Extracted data entries -
-- Start --

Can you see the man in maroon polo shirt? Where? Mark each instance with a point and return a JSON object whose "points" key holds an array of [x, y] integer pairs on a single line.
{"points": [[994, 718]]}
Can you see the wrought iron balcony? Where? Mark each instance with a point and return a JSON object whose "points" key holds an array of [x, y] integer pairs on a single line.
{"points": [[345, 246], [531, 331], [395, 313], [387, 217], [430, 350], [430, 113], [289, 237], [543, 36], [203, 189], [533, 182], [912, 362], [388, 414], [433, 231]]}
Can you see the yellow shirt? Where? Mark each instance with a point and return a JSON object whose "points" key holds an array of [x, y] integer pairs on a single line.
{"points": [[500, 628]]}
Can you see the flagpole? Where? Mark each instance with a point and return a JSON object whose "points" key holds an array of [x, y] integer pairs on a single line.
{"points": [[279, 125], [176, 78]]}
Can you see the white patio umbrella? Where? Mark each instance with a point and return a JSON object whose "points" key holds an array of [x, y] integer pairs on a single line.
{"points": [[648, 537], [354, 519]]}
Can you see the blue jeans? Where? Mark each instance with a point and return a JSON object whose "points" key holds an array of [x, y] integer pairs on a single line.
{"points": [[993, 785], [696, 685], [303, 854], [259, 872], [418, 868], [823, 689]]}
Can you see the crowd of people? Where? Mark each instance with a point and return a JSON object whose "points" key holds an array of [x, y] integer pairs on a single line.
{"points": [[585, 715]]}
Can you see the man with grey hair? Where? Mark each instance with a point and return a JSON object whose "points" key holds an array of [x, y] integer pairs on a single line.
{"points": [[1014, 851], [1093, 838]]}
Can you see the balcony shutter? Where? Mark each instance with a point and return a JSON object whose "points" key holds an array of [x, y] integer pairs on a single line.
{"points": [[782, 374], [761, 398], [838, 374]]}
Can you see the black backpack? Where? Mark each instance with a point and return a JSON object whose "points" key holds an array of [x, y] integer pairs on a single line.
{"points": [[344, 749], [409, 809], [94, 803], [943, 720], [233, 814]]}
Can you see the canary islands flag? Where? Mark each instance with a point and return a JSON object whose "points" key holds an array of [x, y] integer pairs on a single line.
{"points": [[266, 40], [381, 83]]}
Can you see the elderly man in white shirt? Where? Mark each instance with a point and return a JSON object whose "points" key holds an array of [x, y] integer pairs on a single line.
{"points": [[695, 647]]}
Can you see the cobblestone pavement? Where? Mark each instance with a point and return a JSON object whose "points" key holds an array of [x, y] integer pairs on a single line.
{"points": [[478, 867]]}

-- End --

Please extract every line of the entries above and reproduce each one without any change.

Can you see the man in maroon polo shirt? Where? Mark each instance with a point and return a JSON object whose "points" key holds an array of [x, y] integer pairs on a single line.
{"points": [[994, 718]]}
Can you see the wrought iron balcony? Where? Mark each instance with a point and return a JSON object whose "points" key holds an array of [x, y] integer pairs on a single line.
{"points": [[345, 246], [531, 331], [395, 313], [387, 217], [430, 350], [430, 113], [289, 237], [543, 36], [203, 189], [533, 182], [912, 362], [388, 414], [433, 231]]}
Can you see the yellow shirt? Where? Mark each instance with a point and return a JSON object whose "points" key holds an array of [x, y] integer pairs on a single line.
{"points": [[500, 628]]}
Can you see the flagpole? Where? Mark each instance with a point and return a JSON object whose "points" key holds an array of [x, y] integer pairs on a single line.
{"points": [[279, 125], [176, 78]]}
Can you see the white patio umbrella? Where? Mark each instance with a point and return a JSON object whose "points" key holds an array of [x, y] integer pairs on a single line.
{"points": [[648, 537], [354, 519]]}
Can you see the blue jeans? Where? Mark each instance with a point and return a JSON object whose "points" key holds an array of [x, y] integer pairs on a single line.
{"points": [[993, 785], [696, 685], [303, 854], [259, 872], [418, 868], [823, 689]]}
Can you see the crowd of people? Where? Mark each instance with a point and return a JSON object whose "points" key holds an array of [x, y] integer pairs on a single line.
{"points": [[585, 715]]}
Can you see the man with grey hair? Where? Mark each instance with a point and return a JSON object whose "points" key holds an array of [x, y] integer pairs on a single line.
{"points": [[1014, 851], [1093, 838]]}
Can you see the balcony shutter? Where? Mark each instance with a point and return a JSON object whose "points" key holds an array of [x, y] integer pairs on a single line.
{"points": [[782, 374], [761, 398], [838, 374]]}
Can you see the black backpack? Where? Mark each instance with a point and return a JSON object whose "points" key holds an array of [x, y] integer pairs on a single line.
{"points": [[344, 749], [409, 809], [94, 803], [943, 720], [233, 814]]}
Can you see the canary islands flag? Where? Mark each instance with a point and return a JSON object whose "points" key holds an array of [x, y] integer pairs on a single line.
{"points": [[266, 40], [381, 83]]}
Can you see the elderly man in white shirt? Where? Mark each instance with a point and return a JSON object whose "points" key holds an array of [x, y] integer pairs on a single line.
{"points": [[695, 647]]}
Can you see the cobblestone pavement? Where? Mark each instance with a point and return a JSON object whose "points" key holds an array of [x, y] integer pairs on a single line.
{"points": [[478, 867]]}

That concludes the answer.